Records supplied ▸
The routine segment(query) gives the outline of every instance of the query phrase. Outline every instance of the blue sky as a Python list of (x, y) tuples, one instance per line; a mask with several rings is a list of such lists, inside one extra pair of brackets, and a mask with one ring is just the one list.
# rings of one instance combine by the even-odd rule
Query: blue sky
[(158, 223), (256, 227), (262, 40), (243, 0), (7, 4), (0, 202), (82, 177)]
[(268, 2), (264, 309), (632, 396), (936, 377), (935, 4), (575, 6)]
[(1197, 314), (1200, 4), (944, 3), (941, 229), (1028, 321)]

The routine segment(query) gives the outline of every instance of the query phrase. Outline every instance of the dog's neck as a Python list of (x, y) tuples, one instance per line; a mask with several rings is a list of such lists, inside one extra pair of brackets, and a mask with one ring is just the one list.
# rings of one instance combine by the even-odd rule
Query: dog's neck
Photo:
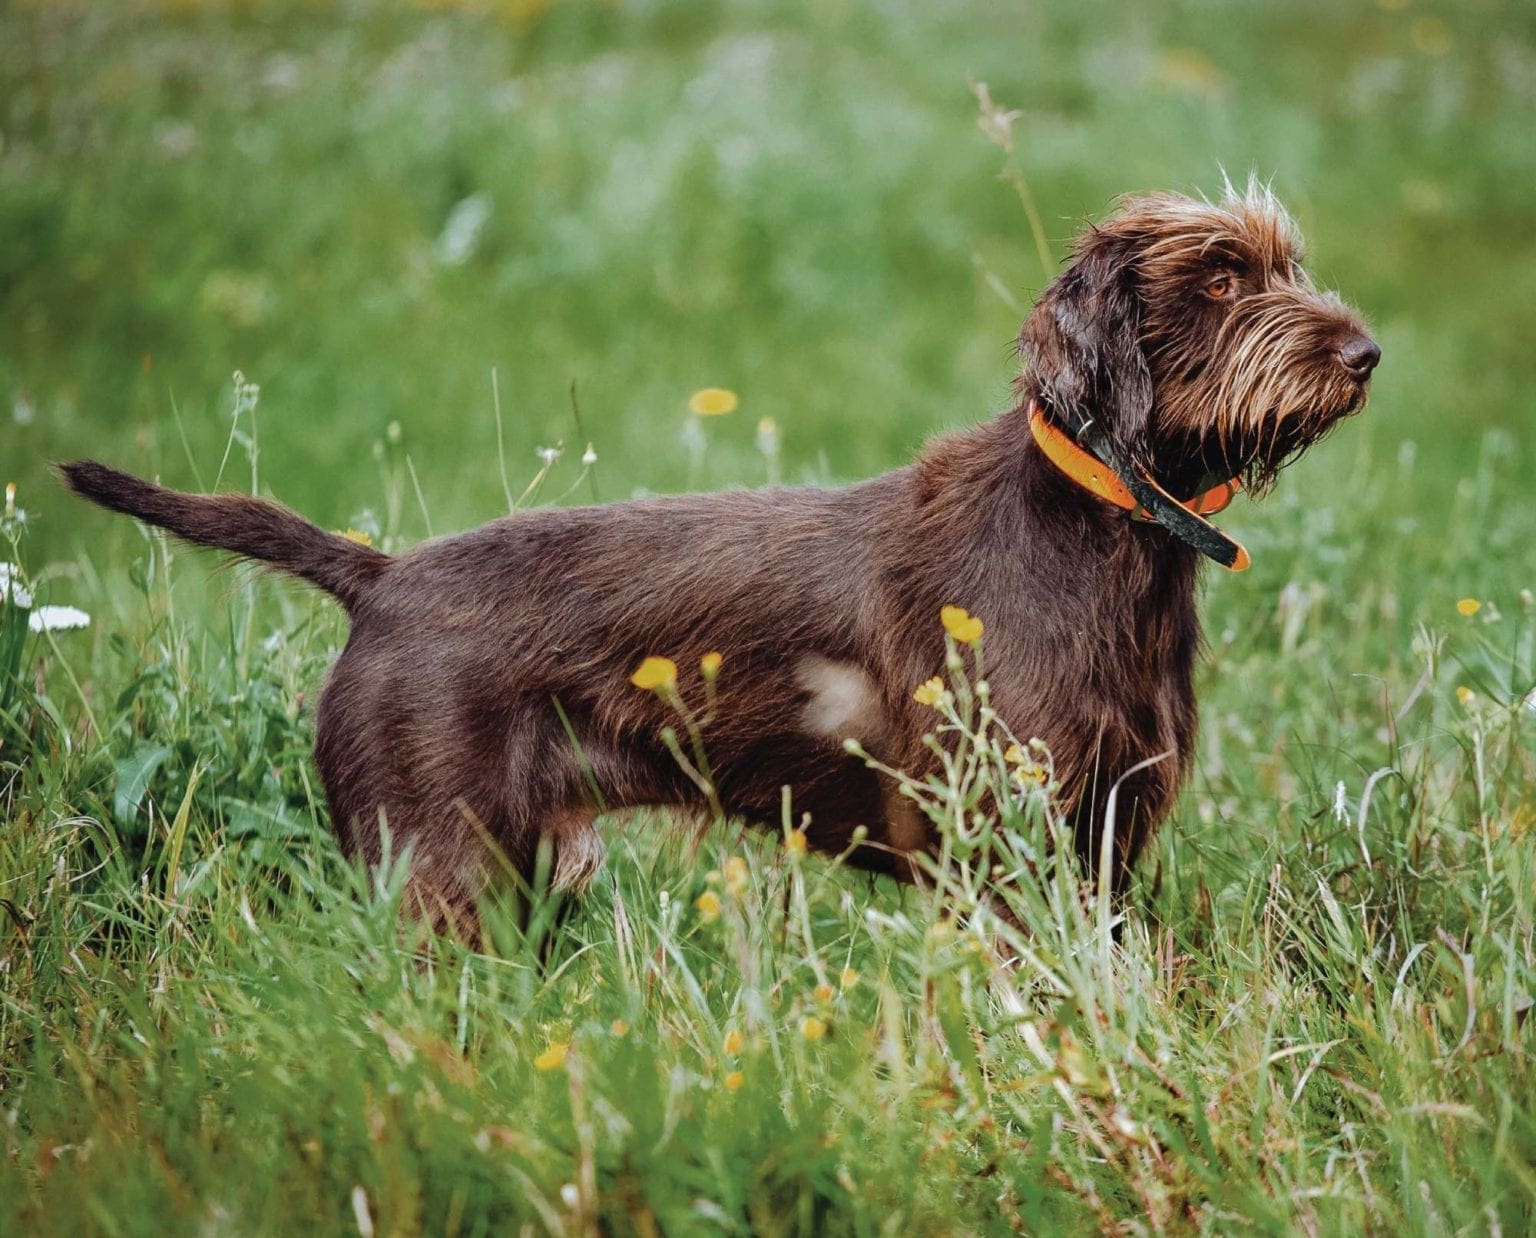
[(916, 469), (919, 501), (944, 511), (967, 541), (1017, 546), (1030, 558), (1048, 550), (1094, 572), (1193, 581), (1193, 550), (1160, 525), (1129, 519), (1047, 458), (1027, 400), (938, 439)]
[(1191, 498), (1175, 498), (1165, 489), (1162, 475), (1138, 462), (1091, 410), (1066, 415), (1038, 394), (1030, 395), (1023, 407), (1035, 446), (1078, 487), (1136, 519), (1156, 521), (1223, 567), (1240, 572), (1249, 566), (1248, 552), (1206, 519), (1241, 489), (1239, 478), (1204, 477)]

Work to complete ▸ Each record must be repeated exactly, and no picture may be carried over.

Exercise result ▸
The routine segment(query) gives the outline of every instance of the query phrase. Outline every instance of the blue sky as a Python list of (x, y) tuples, one instance per line; a mask with several rings is a list of such lists, inside one extra pair of brackets, and a mask with one ring is just the one list.
# rings of one instance combine by the even-odd rule
Query: blue sky
[(158, 223), (256, 227), (262, 40), (243, 0), (7, 4), (0, 202), (82, 177)]
[(268, 2), (264, 309), (632, 396), (936, 377), (935, 4), (575, 6)]
[(1197, 314), (1200, 4), (944, 3), (941, 229), (1028, 321)]

The routine segment(query) gives the outline of every instance of the query phrase. Outline every instance of the dog's neck as a Python list of (x, y) tuples, one instance per line; a mask with several rings is a list of such lists, inside one extra pair of brackets, and a mask with one ring is just the one list.
# rings of one instance combine by the even-odd rule
Query: dog's neck
Photo:
[(916, 469), (919, 501), (944, 511), (967, 541), (1017, 546), (1030, 558), (1048, 550), (1094, 572), (1193, 581), (1193, 550), (1160, 525), (1129, 519), (1047, 458), (1027, 400), (938, 439)]
[(1191, 498), (1175, 498), (1165, 489), (1162, 475), (1138, 462), (1091, 410), (1066, 415), (1038, 394), (1030, 395), (1023, 407), (1035, 446), (1078, 487), (1136, 519), (1156, 521), (1223, 567), (1240, 572), (1249, 566), (1248, 552), (1206, 519), (1241, 489), (1239, 478), (1204, 477)]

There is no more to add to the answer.